Assignment: Every line below between the line holding "Target: exposed rock strata" and the line holding "Target: rocky cliff face", inclusive, should be repeated exactly, and all other lines omitted.

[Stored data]
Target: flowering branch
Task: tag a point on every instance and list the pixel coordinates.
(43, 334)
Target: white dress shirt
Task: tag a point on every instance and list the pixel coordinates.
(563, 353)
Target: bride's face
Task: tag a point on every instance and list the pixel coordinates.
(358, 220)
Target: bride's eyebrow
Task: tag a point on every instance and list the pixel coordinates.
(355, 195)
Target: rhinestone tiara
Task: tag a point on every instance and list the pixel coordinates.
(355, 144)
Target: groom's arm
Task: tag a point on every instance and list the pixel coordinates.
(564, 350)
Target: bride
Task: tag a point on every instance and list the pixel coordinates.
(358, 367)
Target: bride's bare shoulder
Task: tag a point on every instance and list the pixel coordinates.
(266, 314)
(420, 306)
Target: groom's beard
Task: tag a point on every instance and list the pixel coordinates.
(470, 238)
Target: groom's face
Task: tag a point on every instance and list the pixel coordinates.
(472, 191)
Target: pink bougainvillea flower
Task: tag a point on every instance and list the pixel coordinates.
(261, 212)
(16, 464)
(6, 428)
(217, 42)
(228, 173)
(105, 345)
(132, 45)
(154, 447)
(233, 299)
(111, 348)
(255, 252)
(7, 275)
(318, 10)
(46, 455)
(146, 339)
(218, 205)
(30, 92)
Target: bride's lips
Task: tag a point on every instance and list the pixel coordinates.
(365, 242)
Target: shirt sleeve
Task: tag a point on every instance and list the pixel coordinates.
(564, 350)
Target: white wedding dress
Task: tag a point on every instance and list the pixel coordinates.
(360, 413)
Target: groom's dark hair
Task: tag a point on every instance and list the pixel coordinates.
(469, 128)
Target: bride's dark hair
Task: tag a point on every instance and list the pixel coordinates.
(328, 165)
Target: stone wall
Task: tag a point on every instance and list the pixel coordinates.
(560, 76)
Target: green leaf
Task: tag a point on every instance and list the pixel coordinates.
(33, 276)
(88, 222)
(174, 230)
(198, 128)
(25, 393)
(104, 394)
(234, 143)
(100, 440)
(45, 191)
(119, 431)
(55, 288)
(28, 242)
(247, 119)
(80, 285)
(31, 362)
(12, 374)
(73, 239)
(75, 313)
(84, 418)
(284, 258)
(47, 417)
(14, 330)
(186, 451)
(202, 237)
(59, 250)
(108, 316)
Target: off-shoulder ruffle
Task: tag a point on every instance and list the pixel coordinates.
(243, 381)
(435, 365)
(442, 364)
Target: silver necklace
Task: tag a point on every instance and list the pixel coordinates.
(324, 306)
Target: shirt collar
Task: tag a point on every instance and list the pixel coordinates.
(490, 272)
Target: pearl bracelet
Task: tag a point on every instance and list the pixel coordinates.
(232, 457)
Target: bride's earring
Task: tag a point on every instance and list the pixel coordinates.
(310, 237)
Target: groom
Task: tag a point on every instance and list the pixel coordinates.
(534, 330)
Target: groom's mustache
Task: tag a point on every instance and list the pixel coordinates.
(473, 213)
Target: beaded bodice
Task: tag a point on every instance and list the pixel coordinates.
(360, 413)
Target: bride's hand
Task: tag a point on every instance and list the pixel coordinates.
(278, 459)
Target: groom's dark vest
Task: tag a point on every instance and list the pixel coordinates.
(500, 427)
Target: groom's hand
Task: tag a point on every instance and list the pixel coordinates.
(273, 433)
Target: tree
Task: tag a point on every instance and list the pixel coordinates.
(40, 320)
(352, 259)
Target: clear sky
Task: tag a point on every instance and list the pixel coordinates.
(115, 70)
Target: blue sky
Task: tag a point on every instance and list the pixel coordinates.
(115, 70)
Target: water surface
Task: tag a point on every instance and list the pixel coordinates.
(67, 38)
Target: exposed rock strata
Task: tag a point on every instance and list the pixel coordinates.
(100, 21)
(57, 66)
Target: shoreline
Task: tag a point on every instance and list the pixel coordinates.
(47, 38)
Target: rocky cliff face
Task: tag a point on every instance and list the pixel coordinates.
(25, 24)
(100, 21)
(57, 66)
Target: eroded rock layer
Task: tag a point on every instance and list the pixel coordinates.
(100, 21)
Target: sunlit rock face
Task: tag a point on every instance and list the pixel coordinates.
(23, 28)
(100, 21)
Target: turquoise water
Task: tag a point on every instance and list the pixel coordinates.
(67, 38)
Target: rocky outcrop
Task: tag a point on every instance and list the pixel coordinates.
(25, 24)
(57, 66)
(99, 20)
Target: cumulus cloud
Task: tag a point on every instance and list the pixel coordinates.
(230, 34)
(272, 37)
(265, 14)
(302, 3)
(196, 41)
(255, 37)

Response below:
Target: exposed rock strata
Task: tag a point on every instance and list the pixel coordinates.
(100, 21)
(57, 66)
Target: shoreline
Task: tag a point on every instance and list the pixel coordinates.
(47, 38)
Target: rocky cliff face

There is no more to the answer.